→ **To do**
1 > Translate this sentence from the post about a collaborative corpus effort into French: "Now of course I could continue to post different word/sense pairs and invite anyone anywhere to contribute some examples taken from real text."
2 > Resume the post about a collaborative corpus effort, picking up after its final sentence.

→ **Excerpt**
══════
Corpora: Collaborative effort

From: Jem Clear (jem@cobuild.collins.co.uk)
Date: Fri Jun 09 2000 - 16:54:39 MET DST

  • Next message: Bill Fisher: "Re: Corpora: Collaborative effort"

    Dear Corpora-people

    I've just had an idea for a collaborative venture that might benefit
    the whole language-research community.

    Suppose I were to post on the CORPORA list a word plus its definition
    as taken from some good dictionary. Then I invite all and any
    CORPORA list members to select from whatever corpora they may have
    accessible to them one or more instances of an authentic context
    in which the word is used with the given sense. I invite anyone to
    email their selected examples to an email address which simply
    files the examples away under the heading of the word/sense combination.
    Easy, eh? How many examples might I expect to get? One hundred? Or
    just ten? Or maybe 1,000? I think I might get a hundred or more.

    Now of course I could continue to post different word/sense pairs
    and invite anyone anywhere to contribute some examples taken from
    real text. This might grow into a database of corpus data sorted into
    sense categories (as delimited by the chosen dictionary).

    We could then share that growing resource freely, gratis, in the
    public domain -- since the cost of building it would be spread so
    widely that no-one would have incurred any significant costs.
    Moreover the range and variety of corpora which would in some
    small measure contribute to the database could be very extensive
    indeed and offer thereby a comprehensiveness not achievable by
    the use of any single corpus (such as the British National Corpus,
    or the Bank of English). There would be no copyright problem involved
    in disseminating this database freely, since no text source is being
    reproduced beyond the 20 or 30 words of context necessary to
    illustrate the context of the word in its particular sense.

    My preliminary investigations of the Cobuild English Dictionary show
    that the number of lexemes (lemmas, headwords, whatever term you like
    to use) having more than one dictionary sense within the same
    part-of-speech class is measured in the low thousands.
══════
→ **Data listing**
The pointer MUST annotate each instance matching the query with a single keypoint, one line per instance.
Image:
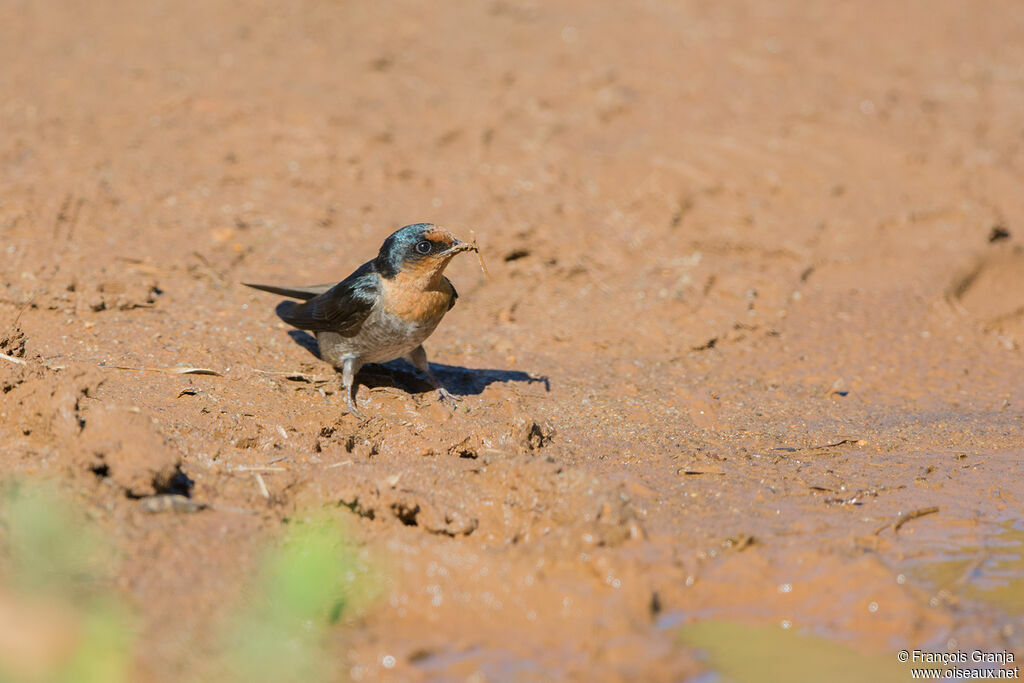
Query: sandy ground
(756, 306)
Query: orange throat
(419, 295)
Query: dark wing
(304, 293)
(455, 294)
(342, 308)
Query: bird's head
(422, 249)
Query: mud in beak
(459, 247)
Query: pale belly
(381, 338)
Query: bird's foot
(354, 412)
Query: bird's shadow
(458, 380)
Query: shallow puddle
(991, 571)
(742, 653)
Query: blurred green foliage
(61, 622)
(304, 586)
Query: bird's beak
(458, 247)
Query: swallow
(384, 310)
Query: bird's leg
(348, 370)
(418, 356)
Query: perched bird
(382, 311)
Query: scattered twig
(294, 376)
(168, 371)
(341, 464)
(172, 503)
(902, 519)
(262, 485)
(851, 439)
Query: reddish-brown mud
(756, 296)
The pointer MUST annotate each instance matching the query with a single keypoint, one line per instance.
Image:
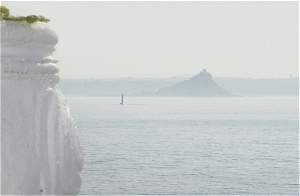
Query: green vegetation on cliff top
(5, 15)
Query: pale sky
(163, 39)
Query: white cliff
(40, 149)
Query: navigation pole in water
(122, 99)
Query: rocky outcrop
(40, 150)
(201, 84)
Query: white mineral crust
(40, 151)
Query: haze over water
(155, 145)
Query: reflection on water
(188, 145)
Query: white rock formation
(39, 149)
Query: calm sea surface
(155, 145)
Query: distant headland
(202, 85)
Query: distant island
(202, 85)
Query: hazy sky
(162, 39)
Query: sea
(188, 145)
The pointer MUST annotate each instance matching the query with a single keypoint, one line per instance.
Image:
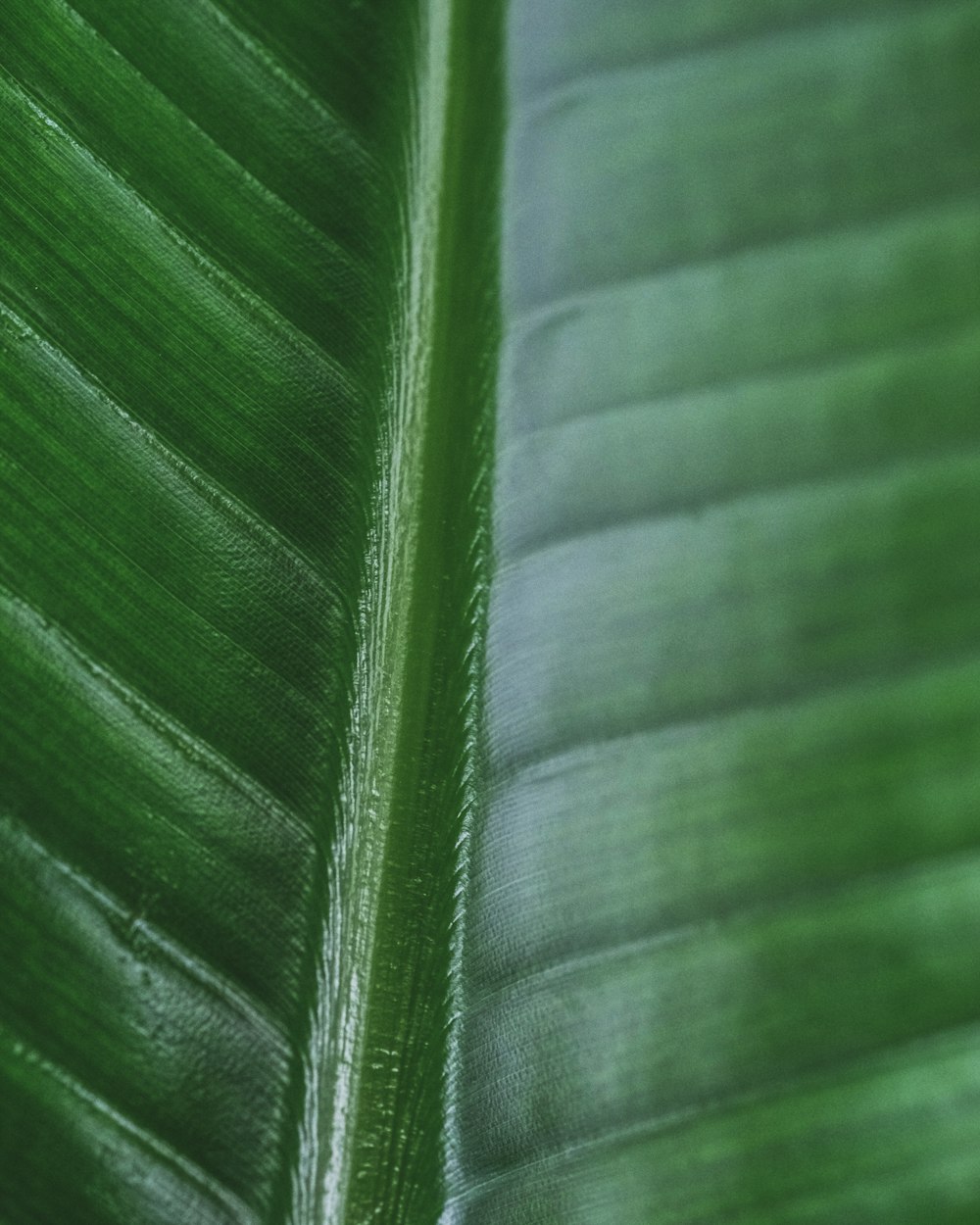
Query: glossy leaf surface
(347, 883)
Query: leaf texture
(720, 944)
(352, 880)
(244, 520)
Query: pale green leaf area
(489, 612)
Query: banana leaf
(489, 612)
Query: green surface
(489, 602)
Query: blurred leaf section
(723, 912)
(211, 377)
══════
→ **Task-by-task results**
1 > Bien sûr, je pourrais maintenant continuer à publier différentes paires mot/sens et inviter n'importe qui, n'importe où, à fournir des exemples tirés de textes réels.

2 >
    (e.g. instances of "exhaust" can be divided into verb and noun uses
    and each will have a different sense.) So it may take only a few years
    to compile a database giving hundreds of corpus instances of each
    sense of most polysemous words of English. The potential for
    exploiting such a database in information retrieval, machine
    translation, etc etc is clearly significant.

    This scheme would be a truly collaborative effort, driven entirely
    through the co-operation of the corpus linguistics community. This
    might be more effective and more comprehensive than an EU-funded
    project with participants from numerous EU member states, where
    restrictions over proprietary software, or data, or copyright
    concerns, or the multiple layers of bureaucratic administration tend
    to hold back the process of compiling and disseminating useful
    information.

    Just for starters, here's a definition for the word "fierce" followed
    by some illustrative examples:

        Fierce feelings or actions are very intense or enthusiastic, or
        involve great activity.

        Ex: A fierce battle has been raging all day in the Croatian town
            of Pakrac
        Ex: He inspires fierce loyalty in his friends.

    Send any examples you can find (from any corpora to which you have
    access) to "jem@cobuild.collins.co.uk".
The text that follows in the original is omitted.